§ GIVEN TASK
Rewrite the data starting at the line that contains "Task: tag the farmland" and ending at the end of the data, keeping each task line as it is and scaling every point coordinate in the answers by 1.65, rounded to whole numbers with halves rounded up, while leaving the format samples unchanged. Omit the pictures from your output.

[start STORED DATA]

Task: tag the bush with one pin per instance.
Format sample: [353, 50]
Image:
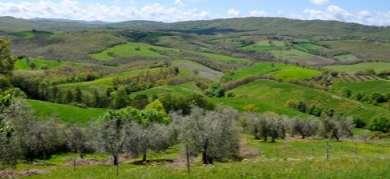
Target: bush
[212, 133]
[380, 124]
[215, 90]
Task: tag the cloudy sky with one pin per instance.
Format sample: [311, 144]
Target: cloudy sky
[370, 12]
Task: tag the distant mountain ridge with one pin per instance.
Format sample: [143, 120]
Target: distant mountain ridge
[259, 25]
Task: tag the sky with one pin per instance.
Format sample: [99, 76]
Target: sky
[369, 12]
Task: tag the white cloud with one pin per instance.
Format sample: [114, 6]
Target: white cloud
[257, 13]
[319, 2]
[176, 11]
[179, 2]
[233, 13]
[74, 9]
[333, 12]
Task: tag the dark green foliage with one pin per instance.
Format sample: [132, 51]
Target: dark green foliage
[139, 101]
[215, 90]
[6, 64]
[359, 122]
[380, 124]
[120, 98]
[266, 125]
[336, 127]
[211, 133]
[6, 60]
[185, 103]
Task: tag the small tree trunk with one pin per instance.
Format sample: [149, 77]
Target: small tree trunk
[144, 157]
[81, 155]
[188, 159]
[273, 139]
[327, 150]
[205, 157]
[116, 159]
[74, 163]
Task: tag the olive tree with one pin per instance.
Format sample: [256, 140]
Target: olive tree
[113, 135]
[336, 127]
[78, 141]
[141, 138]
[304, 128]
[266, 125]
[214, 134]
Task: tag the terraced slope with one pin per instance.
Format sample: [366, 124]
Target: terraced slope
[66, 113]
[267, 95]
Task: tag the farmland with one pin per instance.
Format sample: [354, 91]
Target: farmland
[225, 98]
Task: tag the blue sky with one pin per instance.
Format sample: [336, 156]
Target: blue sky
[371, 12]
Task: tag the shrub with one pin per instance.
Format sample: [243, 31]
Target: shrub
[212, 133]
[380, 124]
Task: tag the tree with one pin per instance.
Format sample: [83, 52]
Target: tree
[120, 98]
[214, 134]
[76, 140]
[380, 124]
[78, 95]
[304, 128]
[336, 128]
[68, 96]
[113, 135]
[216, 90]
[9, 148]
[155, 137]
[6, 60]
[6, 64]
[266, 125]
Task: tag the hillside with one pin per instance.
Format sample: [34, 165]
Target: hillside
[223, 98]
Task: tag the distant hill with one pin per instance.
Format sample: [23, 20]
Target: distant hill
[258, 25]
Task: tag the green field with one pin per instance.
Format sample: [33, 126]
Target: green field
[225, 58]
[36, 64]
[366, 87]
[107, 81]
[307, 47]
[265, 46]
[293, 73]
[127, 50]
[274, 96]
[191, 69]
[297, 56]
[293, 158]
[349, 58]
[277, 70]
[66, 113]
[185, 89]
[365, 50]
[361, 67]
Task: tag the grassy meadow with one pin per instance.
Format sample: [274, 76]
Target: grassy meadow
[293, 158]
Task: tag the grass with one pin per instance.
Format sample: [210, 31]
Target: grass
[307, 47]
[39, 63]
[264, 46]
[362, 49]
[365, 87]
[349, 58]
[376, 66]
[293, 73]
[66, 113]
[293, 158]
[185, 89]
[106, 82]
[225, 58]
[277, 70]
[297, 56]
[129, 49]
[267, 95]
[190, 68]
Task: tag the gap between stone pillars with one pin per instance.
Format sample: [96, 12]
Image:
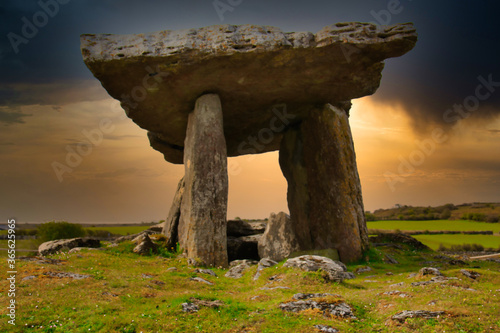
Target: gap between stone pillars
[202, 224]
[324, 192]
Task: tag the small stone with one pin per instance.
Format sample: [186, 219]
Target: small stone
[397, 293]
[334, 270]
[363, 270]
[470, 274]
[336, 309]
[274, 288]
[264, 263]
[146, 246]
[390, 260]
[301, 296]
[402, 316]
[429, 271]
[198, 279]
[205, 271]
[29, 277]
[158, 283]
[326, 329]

[end STORED DATA]

§ OUTPUT
Task: tag the farmland with one pin per instance.
Format sample: [354, 91]
Target: farmland
[371, 162]
Task: tag the blue sky with one pin per instance.
Format sample: [336, 156]
Target: blue sky
[612, 20]
Task: tag the shrub with one pin per instance.
Format sample: [243, 31]
Target: shrub
[350, 219]
[627, 205]
Task: tag the tree with one pin per instance.
Format sample: [83, 52]
Target: tree
[198, 162]
[353, 221]
[125, 231]
[627, 205]
[129, 157]
[502, 211]
[554, 211]
[112, 158]
[186, 223]
[356, 149]
[15, 244]
[256, 226]
[10, 99]
[10, 106]
[439, 206]
Task: tag the hillside with one pin per instance.
Format sample: [34, 165]
Target: hillside
[368, 162]
Task: tag the distant hill with one pin per instance.
Format sample: [23, 20]
Target: distant hill
[426, 41]
Task: tag the green field with one pin per instance.
Format sample: [33, 126]
Target: green field
[371, 96]
[59, 106]
[604, 144]
[177, 134]
[507, 78]
[437, 76]
[483, 120]
[210, 83]
[452, 158]
[315, 114]
[490, 92]
[483, 261]
[576, 96]
[457, 116]
[109, 186]
[305, 147]
[602, 83]
[596, 111]
Task: tag the grassy meadow with one pin per instance.
Format sample: [274, 76]
Target: grassy meadow
[483, 261]
Task: tag the grass with one pin per instance.
Format sample: [210, 31]
Target: grass
[507, 78]
[64, 104]
[436, 76]
[597, 81]
[602, 144]
[576, 96]
[620, 109]
[483, 120]
[109, 186]
[483, 261]
[305, 147]
[175, 135]
[371, 96]
[457, 116]
[490, 92]
[213, 81]
[441, 157]
[314, 112]
Task: tag the gap between stone pillars with one pin per instance.
Format sample: [96, 12]
Image:
Target: gap between stone pillars
[333, 370]
[535, 317]
Task: tag the small stone with one pin per instance.
Format sample: [186, 219]
Target: small stone
[655, 483]
[551, 446]
[599, 446]
[776, 452]
[554, 510]
[452, 475]
[436, 434]
[241, 406]
[644, 429]
[497, 488]
[663, 521]
[708, 447]
[327, 460]
[338, 447]
[48, 457]
[261, 467]
[538, 543]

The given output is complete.